▸ TEXTO DA PÁGINA:
════════════════════

Economia

Reforma tributária beneficia indústria, mas exceções e Custo Brasil limitam impacto, avalia o setor

Especialistas na área são unânimes em afirmar que, no geral, impacto é positivo e dá fôlego para competitividade, mas demanda outras agendas; confira o que muda

A unanimidade geral é a simplificação e unificação dos tributos com a substituição dos ICMS, ISS, IPI, PIS e Cofins em uma cobrança única (Leandro Fonseca/Exame)

A unanimidade geral é a simplificação e unificação dos tributos com a substituição dos ICMS, ISS, IPI, PIS e Cofins em uma cobrança única (Leandro Fonseca/Exame)

Publicado em 21 de dezembro de 2024 às 09h22.

Última atualização em 21 de dezembro de 2024 às 09h23.

Oito meses antes da reforma tributária ser promulgada e quase um ano antes do início da tramitação dos projetos regulamentando-a, o secretário Extraordinário da Reforma Tributária, Bernard Appy, declarou que o novo sistema de impostos beneficiaria todos os setores da economia, mas principalmente a indústria. Agora, com a aprovação da principal proposta para colocá-lo em prática, representantes do setor e especialistas não discordam dos efeitos positivos, mas os minimizam às condições que tornaram sua aprovação possível.

Fernando Pimentel, presidente da Associação Brasileira da Indústria Têxtil (Abit), avalia, por exemplo, que "as excepcionalidade fizeram com que a potência da reforma tributária para a indústria fosse atenuada".

════════════════════

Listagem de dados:
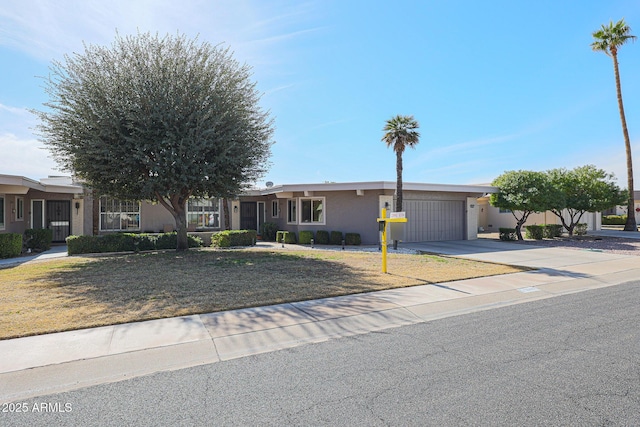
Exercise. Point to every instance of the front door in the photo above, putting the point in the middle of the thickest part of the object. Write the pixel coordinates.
(59, 219)
(248, 216)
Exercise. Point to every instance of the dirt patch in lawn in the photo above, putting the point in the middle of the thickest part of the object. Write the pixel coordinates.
(80, 292)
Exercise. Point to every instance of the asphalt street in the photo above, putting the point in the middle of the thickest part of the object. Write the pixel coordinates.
(569, 360)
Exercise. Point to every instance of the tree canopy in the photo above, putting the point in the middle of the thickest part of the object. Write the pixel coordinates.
(583, 189)
(523, 193)
(608, 39)
(157, 118)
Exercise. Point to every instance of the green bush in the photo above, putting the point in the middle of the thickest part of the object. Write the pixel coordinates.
(170, 241)
(232, 238)
(289, 237)
(580, 229)
(305, 237)
(322, 237)
(534, 232)
(352, 239)
(552, 230)
(336, 238)
(507, 234)
(268, 231)
(38, 240)
(614, 219)
(10, 245)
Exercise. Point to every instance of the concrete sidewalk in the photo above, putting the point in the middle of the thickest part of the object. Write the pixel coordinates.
(39, 365)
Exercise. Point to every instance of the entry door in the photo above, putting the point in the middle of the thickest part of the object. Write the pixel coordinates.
(59, 219)
(248, 216)
(37, 214)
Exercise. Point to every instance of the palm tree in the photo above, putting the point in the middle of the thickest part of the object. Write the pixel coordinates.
(400, 132)
(608, 39)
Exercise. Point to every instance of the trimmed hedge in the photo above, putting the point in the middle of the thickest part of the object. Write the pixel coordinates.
(352, 239)
(614, 219)
(580, 229)
(10, 245)
(126, 242)
(336, 238)
(534, 232)
(552, 230)
(38, 240)
(322, 237)
(289, 237)
(305, 237)
(268, 231)
(507, 234)
(231, 238)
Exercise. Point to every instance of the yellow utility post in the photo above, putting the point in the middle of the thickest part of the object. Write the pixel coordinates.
(383, 221)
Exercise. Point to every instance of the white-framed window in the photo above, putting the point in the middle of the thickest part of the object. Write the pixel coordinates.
(1, 212)
(19, 208)
(292, 214)
(119, 215)
(203, 213)
(312, 210)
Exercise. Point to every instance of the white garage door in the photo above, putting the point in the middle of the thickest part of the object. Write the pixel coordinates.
(434, 220)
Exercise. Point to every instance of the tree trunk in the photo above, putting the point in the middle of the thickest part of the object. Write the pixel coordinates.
(631, 218)
(225, 212)
(177, 206)
(398, 188)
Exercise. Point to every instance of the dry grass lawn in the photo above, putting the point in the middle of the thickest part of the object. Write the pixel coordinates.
(80, 292)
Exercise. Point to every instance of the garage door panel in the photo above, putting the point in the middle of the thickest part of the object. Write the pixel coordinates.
(430, 220)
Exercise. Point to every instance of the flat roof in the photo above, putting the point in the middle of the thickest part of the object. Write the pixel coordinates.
(378, 185)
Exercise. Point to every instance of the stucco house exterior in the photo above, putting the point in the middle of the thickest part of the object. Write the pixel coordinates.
(434, 211)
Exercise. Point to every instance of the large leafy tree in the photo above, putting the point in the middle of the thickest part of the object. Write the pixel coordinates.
(523, 193)
(157, 118)
(583, 189)
(400, 132)
(608, 39)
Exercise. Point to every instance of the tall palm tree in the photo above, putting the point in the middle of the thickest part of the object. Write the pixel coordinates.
(608, 39)
(400, 133)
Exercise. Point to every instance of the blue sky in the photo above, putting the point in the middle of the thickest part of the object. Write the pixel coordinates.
(495, 85)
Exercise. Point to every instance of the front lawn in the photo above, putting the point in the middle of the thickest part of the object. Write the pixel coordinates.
(81, 292)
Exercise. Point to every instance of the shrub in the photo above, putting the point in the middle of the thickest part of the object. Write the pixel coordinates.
(231, 238)
(268, 231)
(580, 229)
(534, 232)
(322, 237)
(289, 237)
(352, 239)
(170, 241)
(336, 237)
(38, 240)
(507, 234)
(305, 237)
(552, 230)
(614, 219)
(10, 245)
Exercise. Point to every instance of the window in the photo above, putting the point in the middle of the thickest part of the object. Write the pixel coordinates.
(119, 215)
(203, 213)
(19, 208)
(1, 212)
(292, 216)
(312, 211)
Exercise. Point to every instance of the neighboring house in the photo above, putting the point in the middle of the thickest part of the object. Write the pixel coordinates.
(434, 211)
(55, 203)
(491, 219)
(622, 210)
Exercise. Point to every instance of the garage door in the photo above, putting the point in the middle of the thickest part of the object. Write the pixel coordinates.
(434, 220)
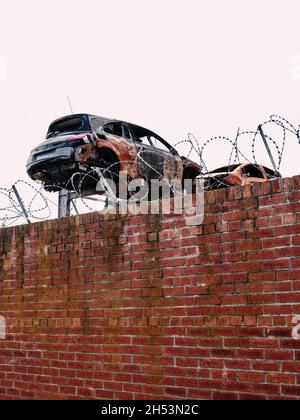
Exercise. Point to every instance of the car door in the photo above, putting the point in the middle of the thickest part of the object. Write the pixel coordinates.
(156, 158)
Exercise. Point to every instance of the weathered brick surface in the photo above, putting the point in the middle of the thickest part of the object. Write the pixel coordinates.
(114, 307)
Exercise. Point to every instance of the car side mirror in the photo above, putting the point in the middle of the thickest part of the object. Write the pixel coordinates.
(101, 135)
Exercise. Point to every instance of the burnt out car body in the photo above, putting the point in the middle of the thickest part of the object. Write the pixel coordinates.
(77, 143)
(238, 175)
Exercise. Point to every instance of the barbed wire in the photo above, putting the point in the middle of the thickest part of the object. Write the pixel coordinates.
(41, 207)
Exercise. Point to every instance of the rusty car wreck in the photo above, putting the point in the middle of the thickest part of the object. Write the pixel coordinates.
(238, 175)
(78, 143)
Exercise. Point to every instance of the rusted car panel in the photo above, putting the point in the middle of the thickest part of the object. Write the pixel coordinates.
(238, 175)
(80, 142)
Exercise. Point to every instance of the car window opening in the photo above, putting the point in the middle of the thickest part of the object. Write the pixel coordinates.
(68, 125)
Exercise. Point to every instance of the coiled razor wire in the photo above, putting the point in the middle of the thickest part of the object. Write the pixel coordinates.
(40, 206)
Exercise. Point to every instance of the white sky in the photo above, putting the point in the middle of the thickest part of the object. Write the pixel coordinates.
(174, 66)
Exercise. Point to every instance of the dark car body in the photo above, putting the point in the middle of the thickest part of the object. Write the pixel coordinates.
(82, 141)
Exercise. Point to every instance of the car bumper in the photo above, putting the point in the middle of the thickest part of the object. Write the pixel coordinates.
(41, 163)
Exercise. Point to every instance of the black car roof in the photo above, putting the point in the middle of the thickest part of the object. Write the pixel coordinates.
(104, 119)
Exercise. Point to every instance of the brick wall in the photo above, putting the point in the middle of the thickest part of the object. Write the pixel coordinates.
(117, 307)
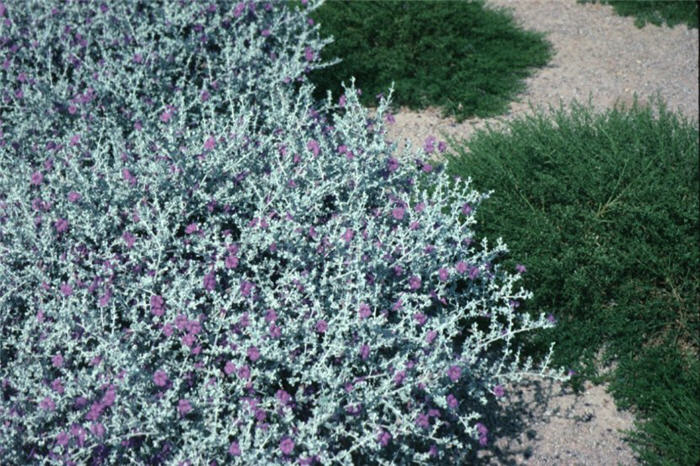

════════════════════

▸ EXERCÍCIOS:
• a. Responda com base no texto sobre a reforma tributária:
(i) Quais tributos são substituídos pela cobrança única?
(ii) Quem declarou que o novo sistema de impostos beneficiaria principalmente a indústria?
(iii) Que associação Fernando Pimentel preside?
• b. No texto sobre a reforma tributária, por que Fernando Pimentel considera que a potência da reforma para a indústria foi atenuada? Responda em uma a três frases.
• c. Retome o texto sobre a reforma tributária a partir do ponto em que ele para.

▸ RESPOSTAS:
• a.
(i) ICMS, ISS, IPI, PIS e Cofins.
(ii) Bernard Appy, secretário Extraordinário da Reforma Tributária.
(iii) A Associação Brasileira da Indústria Têxtil (Abit).

• b. Segundo Fernando Pimentel, a potência da reforma tributária para a indústria foi atenuada por causa das excepcionalidades.

• c.
O texto final estabelece 11 tipos de regimes específicos de tributação para vários setores, dos combustíveis, ao sistema financeiro, loterias a plano de pets, por exemplo. Além de zerar impostos de uma série de produtos. O que elevou a alíquota de referência do Imposto de Valor Agregado (IVA) dual criado.

O governo ainda deve divulgar o cálculo final, mas a taxa média é estimada em pelo menos 28%. O Congresso estabeleceu uma trava de 26,5%, no entanto, a alíquota inicial chegou a ser cogitada em 22%, segundo Pimentel. "Um grande sonho para a indústria", diz.

"Não estou com isso fazendo uma crítica à reforma em si, estou dizendo que os impactos para a indústria seriam realmente mais relevantes [sem tantas exceções]. Porque a indústria é 11% do PIB e paga hoje quase 30% da carga tributária. É um desequilíbrio completo entre a representatividade do PIB da indústria e a sua contribuição aos impostos, então um dos princípios basilares seria trazer um maior equilíbrio", afirma o presidente da Abit.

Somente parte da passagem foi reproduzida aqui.